Texte extrait
>>>

Dans la pensée Sauvage, Levi-Strauss définit le bricolage comme la forme typique d’une conscience mythique première, archétypale, une invention transversale élaborée par astuce. Le bricoleur se situe entre l’ingénieur et le démiurge, il serait capable de créer des solutions à partir des éléments qui lui sont donnés, les moyens du bord, « une collection de résidus d’ouvrages humains »2. Il procèderait inlassablement à l’inventaire d’un ensemble hétéroclite d’outils et de matériaux déjà constitués. Il les réorganise et les reconstruit.

<<<

Données extraites
>>>

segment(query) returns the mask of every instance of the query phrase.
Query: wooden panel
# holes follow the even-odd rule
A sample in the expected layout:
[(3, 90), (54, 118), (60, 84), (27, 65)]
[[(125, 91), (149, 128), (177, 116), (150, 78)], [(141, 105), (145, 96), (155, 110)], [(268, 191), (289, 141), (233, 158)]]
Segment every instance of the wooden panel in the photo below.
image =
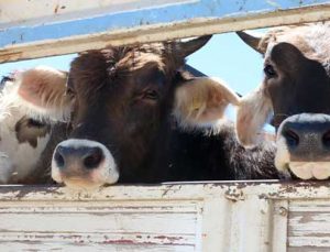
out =
[(0, 0), (0, 62), (330, 18), (328, 0)]
[(293, 251), (294, 248), (330, 250), (330, 200), (290, 201), (288, 246)]
[[(1, 246), (195, 251), (197, 201), (1, 202)], [(28, 244), (26, 244), (28, 243)], [(145, 250), (144, 250), (145, 249)]]
[(329, 251), (330, 182), (0, 187), (0, 251)]

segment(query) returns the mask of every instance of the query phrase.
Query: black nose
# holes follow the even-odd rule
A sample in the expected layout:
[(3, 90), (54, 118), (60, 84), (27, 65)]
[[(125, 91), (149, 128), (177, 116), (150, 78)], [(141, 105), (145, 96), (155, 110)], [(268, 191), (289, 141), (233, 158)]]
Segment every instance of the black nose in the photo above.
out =
[(292, 160), (321, 161), (330, 156), (330, 121), (319, 119), (287, 120), (278, 134), (286, 140)]
[(98, 146), (62, 146), (55, 150), (54, 161), (58, 168), (67, 168), (70, 165), (85, 169), (98, 168), (103, 161), (103, 151)]

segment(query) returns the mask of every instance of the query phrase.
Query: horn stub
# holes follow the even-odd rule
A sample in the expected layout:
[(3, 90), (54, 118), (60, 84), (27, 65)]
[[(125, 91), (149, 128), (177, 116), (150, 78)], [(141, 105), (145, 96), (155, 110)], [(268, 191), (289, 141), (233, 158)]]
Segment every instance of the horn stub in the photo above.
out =
[(187, 42), (177, 42), (176, 43), (176, 53), (185, 58), (188, 55), (195, 53), (199, 48), (201, 48), (212, 37), (212, 35), (200, 36)]
[(261, 48), (260, 48), (260, 42), (261, 42), (261, 37), (256, 37), (256, 36), (253, 36), (253, 35), (250, 35), (248, 34), (246, 32), (242, 32), (242, 31), (239, 31), (237, 32), (237, 34), (239, 35), (239, 37), (241, 37), (241, 40), (248, 44), (250, 47), (252, 47), (253, 50), (255, 50), (256, 52), (261, 53), (261, 54), (264, 54), (265, 52), (263, 52)]

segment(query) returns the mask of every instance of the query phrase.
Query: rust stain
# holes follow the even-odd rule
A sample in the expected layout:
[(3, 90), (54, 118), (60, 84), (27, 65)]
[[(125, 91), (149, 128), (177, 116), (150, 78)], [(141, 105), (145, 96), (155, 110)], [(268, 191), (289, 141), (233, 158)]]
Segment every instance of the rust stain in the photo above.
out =
[(57, 14), (58, 9), (59, 9), (59, 4), (57, 3), (57, 4), (55, 6), (55, 9), (54, 9), (54, 13), (55, 13), (55, 14)]
[(228, 188), (224, 191), (224, 197), (233, 202), (245, 199), (243, 190), (238, 188)]

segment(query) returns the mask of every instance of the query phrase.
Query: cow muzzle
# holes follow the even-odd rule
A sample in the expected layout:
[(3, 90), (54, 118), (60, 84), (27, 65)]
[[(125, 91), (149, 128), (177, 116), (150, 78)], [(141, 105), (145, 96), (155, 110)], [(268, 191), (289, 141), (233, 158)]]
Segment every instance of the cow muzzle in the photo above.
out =
[(300, 113), (284, 120), (277, 132), (275, 166), (301, 179), (330, 177), (330, 116)]
[(113, 156), (103, 144), (70, 139), (61, 142), (55, 149), (52, 177), (70, 188), (92, 189), (117, 183), (119, 172)]

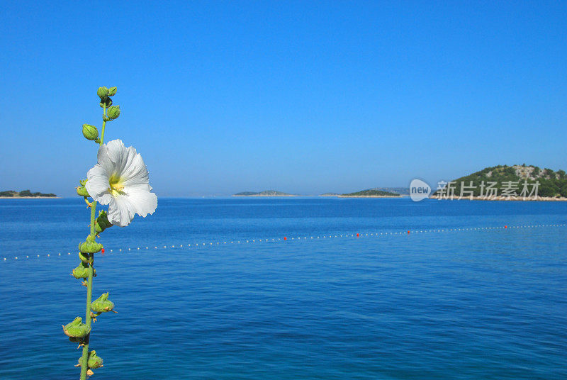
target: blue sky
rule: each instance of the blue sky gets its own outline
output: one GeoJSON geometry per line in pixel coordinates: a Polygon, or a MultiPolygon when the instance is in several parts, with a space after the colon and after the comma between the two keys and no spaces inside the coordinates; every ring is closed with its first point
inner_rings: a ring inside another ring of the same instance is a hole
{"type": "Polygon", "coordinates": [[[158,196],[567,169],[564,1],[78,3],[2,5],[0,189],[72,195],[99,86],[158,196]]]}

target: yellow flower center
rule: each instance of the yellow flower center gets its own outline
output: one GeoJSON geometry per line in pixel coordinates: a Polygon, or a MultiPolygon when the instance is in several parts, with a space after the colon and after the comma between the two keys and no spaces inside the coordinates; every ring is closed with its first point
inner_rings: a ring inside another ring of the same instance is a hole
{"type": "Polygon", "coordinates": [[[112,196],[126,195],[126,193],[124,192],[124,184],[122,183],[122,179],[116,174],[113,174],[108,179],[108,190],[112,196]]]}

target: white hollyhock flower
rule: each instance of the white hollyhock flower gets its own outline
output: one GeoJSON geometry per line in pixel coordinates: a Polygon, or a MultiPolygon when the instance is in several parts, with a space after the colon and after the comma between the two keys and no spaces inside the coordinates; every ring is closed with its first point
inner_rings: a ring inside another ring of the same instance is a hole
{"type": "Polygon", "coordinates": [[[134,215],[145,217],[157,207],[157,196],[150,193],[147,168],[133,147],[120,140],[99,148],[99,163],[86,173],[85,185],[91,197],[108,204],[108,220],[116,225],[130,224],[134,215]]]}

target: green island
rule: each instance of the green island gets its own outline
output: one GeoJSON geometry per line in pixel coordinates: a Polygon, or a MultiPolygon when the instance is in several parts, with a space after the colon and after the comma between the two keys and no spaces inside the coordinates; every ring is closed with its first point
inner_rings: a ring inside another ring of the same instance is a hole
{"type": "Polygon", "coordinates": [[[296,196],[295,194],[289,194],[276,190],[264,190],[264,191],[242,191],[232,194],[232,196],[296,196]]]}
{"type": "Polygon", "coordinates": [[[5,191],[0,191],[0,197],[1,198],[55,198],[57,195],[49,193],[32,193],[29,190],[22,190],[21,191],[15,191],[14,190],[7,190],[5,191]]]}
{"type": "MultiPolygon", "coordinates": [[[[541,169],[537,166],[525,164],[485,167],[480,172],[451,181],[456,197],[460,196],[463,185],[465,186],[463,190],[466,194],[466,196],[463,196],[464,198],[469,196],[470,191],[472,191],[473,197],[485,196],[488,183],[496,182],[493,184],[493,187],[498,189],[499,196],[503,194],[503,190],[506,189],[510,190],[512,186],[515,188],[520,199],[521,199],[520,194],[524,188],[523,184],[527,182],[529,195],[536,181],[539,183],[537,187],[538,200],[563,200],[567,198],[567,175],[564,170],[556,172],[551,169],[541,169]],[[471,186],[471,182],[472,186],[471,186]],[[483,182],[484,182],[483,188],[481,186],[483,182]],[[481,189],[483,191],[482,194],[481,189]]],[[[439,197],[442,193],[443,191],[437,190],[432,194],[432,198],[439,197]]],[[[447,191],[443,195],[446,194],[447,191]]]]}
{"type": "Polygon", "coordinates": [[[368,189],[366,190],[362,190],[361,191],[357,191],[355,193],[348,193],[344,194],[340,194],[340,197],[380,197],[380,198],[396,198],[400,197],[401,195],[398,194],[398,193],[392,193],[390,191],[384,191],[383,190],[377,190],[376,189],[368,189]]]}

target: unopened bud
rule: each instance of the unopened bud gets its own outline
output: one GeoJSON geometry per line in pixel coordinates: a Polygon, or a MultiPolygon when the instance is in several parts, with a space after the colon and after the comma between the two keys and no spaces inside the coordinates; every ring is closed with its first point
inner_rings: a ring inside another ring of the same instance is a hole
{"type": "Polygon", "coordinates": [[[86,140],[96,140],[99,138],[99,130],[94,125],[83,124],[83,135],[86,140]]]}
{"type": "Polygon", "coordinates": [[[86,240],[79,245],[79,250],[83,253],[96,253],[102,248],[102,244],[96,242],[92,235],[87,236],[86,240]]]}
{"type": "Polygon", "coordinates": [[[83,323],[81,317],[63,326],[63,332],[68,337],[83,337],[91,332],[91,328],[83,323]]]}
{"type": "Polygon", "coordinates": [[[94,300],[91,304],[91,309],[95,313],[106,313],[112,311],[114,308],[114,303],[108,301],[108,294],[103,293],[102,295],[94,300]]]}
{"type": "Polygon", "coordinates": [[[108,89],[105,86],[99,87],[96,94],[101,98],[101,100],[104,100],[108,97],[108,89]]]}
{"type": "Polygon", "coordinates": [[[106,111],[106,116],[111,120],[114,120],[120,116],[120,106],[111,106],[106,111]]]}
{"type": "Polygon", "coordinates": [[[106,228],[112,227],[113,224],[108,221],[108,217],[106,216],[106,211],[102,211],[94,223],[94,230],[96,233],[101,233],[106,228]]]}
{"type": "MultiPolygon", "coordinates": [[[[96,269],[93,268],[93,276],[96,274],[96,269]]],[[[89,277],[89,264],[86,262],[81,262],[81,264],[77,266],[77,268],[73,269],[71,275],[75,279],[86,279],[89,277]]]]}
{"type": "MultiPolygon", "coordinates": [[[[79,358],[79,364],[75,367],[81,367],[83,365],[83,358],[79,358]]],[[[102,358],[96,356],[96,351],[93,350],[89,352],[89,359],[86,360],[86,366],[90,368],[96,369],[102,367],[102,358]]]]}
{"type": "Polygon", "coordinates": [[[106,107],[107,108],[112,106],[112,99],[110,98],[106,98],[106,99],[102,99],[101,103],[99,104],[101,108],[106,107]]]}

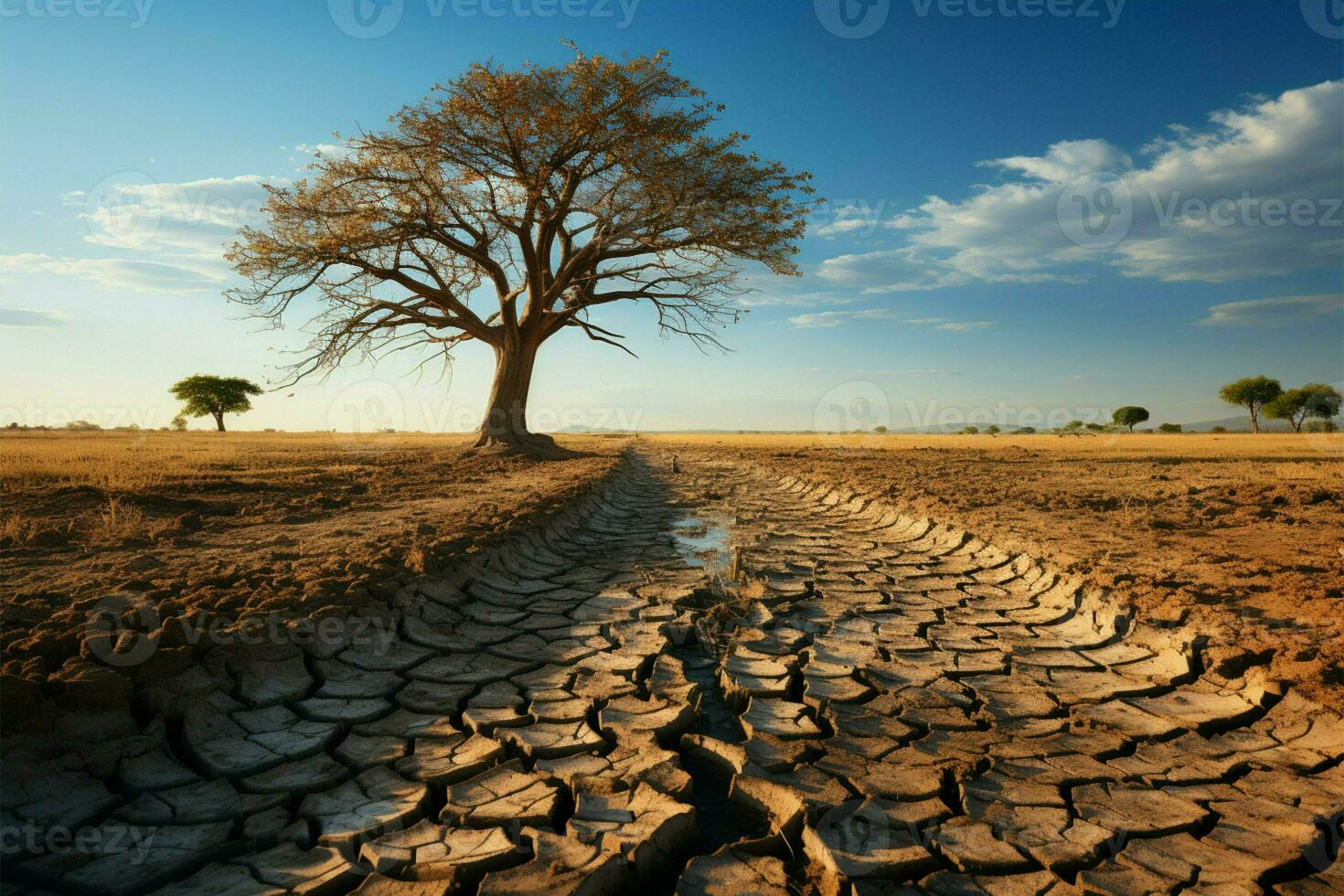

<<<

Tâches à réaliser
1. Dressez la liste des trois figures de créateur que le texte extrait met en rapport.
2. Résumez sous forme de liste le paragraphe du texte extrait qui commence par « Dans la pensée Sauvage », en gardant ses faits principaux.
Les items forment un matériau distinct du texte extrait.

Réponses aux exercices
1. Le bricoleur, l’ingénieur et le démiurge.

2.
- Dans *La pensée sauvage*, Lévi-Strauss voit dans le bricolage la forme typique d’une conscience mythique première et archétypale.
- C’est une invention transversale, élaborée par astuce.
- Le bricoleur se situe entre l’ingénieur et le démiurge.
- Il crée des solutions avec les moyens du bord, c’est-à-dire des résidus d’ouvrages humains.
- Il fait sans cesse l’inventaire d’outils et de matériaux hétéroclites déjà constitués.
- Il les réorganise et les reconstruit.